Records for the exercise.
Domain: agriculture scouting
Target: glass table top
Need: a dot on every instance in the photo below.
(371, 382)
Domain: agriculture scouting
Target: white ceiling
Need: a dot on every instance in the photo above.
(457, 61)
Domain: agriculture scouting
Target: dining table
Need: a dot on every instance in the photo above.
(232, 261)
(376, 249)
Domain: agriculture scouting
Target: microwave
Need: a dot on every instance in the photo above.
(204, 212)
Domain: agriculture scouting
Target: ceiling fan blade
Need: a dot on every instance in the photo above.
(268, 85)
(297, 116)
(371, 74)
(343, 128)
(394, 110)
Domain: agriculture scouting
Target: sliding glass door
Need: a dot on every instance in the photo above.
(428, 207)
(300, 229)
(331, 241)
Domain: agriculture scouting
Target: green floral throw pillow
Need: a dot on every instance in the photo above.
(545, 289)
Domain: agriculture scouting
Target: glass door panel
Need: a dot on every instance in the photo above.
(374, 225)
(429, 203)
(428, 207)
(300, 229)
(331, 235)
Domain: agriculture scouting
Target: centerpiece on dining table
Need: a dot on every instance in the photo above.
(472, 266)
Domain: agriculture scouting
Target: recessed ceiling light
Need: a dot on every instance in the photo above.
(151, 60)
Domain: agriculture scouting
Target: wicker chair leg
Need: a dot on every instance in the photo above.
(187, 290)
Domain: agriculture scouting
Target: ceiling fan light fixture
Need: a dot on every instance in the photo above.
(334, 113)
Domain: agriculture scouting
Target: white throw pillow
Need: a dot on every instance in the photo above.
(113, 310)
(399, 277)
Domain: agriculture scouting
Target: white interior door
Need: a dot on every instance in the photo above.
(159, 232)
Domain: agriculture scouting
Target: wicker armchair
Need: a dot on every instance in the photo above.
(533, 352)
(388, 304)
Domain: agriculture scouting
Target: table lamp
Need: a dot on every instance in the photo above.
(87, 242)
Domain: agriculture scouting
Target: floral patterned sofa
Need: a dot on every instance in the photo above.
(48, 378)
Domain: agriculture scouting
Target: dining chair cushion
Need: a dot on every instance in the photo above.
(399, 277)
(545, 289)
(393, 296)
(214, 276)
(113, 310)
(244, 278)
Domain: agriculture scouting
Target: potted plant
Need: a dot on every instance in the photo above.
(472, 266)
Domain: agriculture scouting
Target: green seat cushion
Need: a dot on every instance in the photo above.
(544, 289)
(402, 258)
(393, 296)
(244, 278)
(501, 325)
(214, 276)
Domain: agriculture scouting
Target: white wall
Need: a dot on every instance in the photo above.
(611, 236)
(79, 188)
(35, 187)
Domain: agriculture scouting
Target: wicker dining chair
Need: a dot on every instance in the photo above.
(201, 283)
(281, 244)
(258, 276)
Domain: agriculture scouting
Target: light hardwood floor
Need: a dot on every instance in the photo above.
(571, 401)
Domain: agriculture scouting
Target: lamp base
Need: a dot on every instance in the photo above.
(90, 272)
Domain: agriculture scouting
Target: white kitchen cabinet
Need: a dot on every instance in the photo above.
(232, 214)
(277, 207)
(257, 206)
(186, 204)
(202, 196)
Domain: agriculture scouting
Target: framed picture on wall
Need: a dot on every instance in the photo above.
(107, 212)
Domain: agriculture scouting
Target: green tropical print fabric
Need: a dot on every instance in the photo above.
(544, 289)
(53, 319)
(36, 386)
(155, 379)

Task directions. Locate each line in the rows above that contains the word "pillow", and copy those lines.

Final answer.
Target: green floral throw pillow
Target: white throw pillow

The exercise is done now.